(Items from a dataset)

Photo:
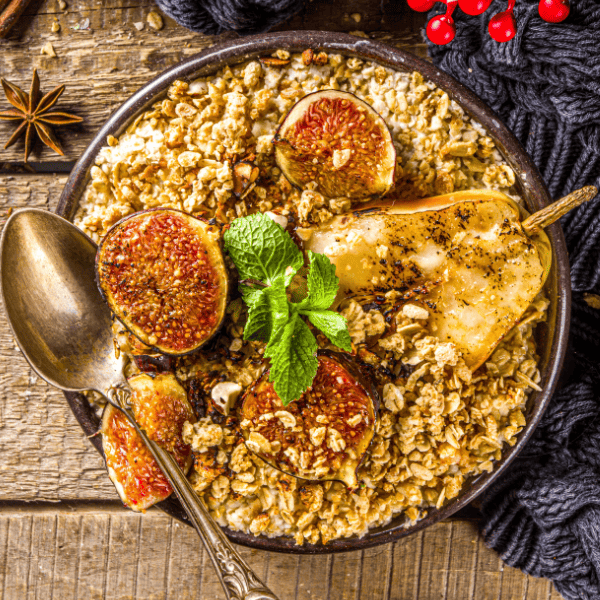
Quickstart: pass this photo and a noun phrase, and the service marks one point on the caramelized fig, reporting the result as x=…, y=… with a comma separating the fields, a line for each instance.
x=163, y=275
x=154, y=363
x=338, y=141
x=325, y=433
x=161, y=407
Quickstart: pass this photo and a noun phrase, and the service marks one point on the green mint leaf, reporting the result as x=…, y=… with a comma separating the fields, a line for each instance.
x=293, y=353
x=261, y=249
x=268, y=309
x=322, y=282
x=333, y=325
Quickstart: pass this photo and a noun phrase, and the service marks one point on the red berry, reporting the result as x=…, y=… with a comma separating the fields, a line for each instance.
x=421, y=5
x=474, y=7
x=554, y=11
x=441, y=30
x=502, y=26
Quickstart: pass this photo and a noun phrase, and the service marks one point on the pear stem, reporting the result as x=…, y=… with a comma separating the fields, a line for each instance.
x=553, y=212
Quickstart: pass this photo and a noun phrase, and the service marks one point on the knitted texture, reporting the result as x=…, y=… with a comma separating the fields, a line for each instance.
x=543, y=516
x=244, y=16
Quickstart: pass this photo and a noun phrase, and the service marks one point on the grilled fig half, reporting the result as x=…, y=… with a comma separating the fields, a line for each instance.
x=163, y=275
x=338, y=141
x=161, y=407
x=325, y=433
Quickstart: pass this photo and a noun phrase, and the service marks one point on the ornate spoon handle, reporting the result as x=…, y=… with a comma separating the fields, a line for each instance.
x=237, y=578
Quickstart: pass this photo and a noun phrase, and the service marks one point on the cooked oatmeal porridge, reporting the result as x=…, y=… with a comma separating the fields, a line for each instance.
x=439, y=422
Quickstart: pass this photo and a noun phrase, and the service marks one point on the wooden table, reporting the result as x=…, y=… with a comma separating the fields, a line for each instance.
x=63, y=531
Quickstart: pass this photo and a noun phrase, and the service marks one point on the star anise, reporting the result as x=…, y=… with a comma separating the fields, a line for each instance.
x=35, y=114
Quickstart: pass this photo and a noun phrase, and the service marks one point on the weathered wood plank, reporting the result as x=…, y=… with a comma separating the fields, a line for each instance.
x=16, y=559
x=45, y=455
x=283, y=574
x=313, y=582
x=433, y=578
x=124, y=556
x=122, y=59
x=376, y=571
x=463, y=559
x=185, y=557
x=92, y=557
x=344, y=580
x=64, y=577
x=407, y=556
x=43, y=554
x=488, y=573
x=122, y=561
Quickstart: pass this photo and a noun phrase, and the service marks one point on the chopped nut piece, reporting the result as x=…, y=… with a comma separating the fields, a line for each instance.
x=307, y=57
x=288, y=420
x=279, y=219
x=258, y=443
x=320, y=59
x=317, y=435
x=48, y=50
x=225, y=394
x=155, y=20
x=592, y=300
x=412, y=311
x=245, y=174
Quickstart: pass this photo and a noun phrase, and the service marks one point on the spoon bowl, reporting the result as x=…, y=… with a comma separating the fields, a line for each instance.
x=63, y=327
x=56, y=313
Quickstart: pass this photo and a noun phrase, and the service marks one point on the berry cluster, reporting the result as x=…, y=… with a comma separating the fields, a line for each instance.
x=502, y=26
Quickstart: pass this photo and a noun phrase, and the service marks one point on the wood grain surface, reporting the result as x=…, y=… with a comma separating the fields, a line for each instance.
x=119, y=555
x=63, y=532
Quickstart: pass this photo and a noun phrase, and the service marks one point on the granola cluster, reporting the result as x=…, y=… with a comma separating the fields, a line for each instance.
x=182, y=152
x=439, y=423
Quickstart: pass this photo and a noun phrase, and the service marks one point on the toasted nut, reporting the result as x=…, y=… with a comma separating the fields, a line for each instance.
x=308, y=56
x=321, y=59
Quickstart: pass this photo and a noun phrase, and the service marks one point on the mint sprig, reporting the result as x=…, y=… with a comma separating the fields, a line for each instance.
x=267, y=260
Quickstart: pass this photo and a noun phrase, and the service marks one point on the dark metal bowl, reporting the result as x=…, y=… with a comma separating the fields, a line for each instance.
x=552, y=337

### Exercise requirements
Repeat only the stretch of lines starting at the one containing "on the dark" and running to the final line of the entries above.

### Written response
Quickstart: pass this photo and a noun phrase, and the service marks one point on the dark metal bowl, reporting the result as x=…, y=… with a comma separating the fields, a line for each instance.
x=552, y=337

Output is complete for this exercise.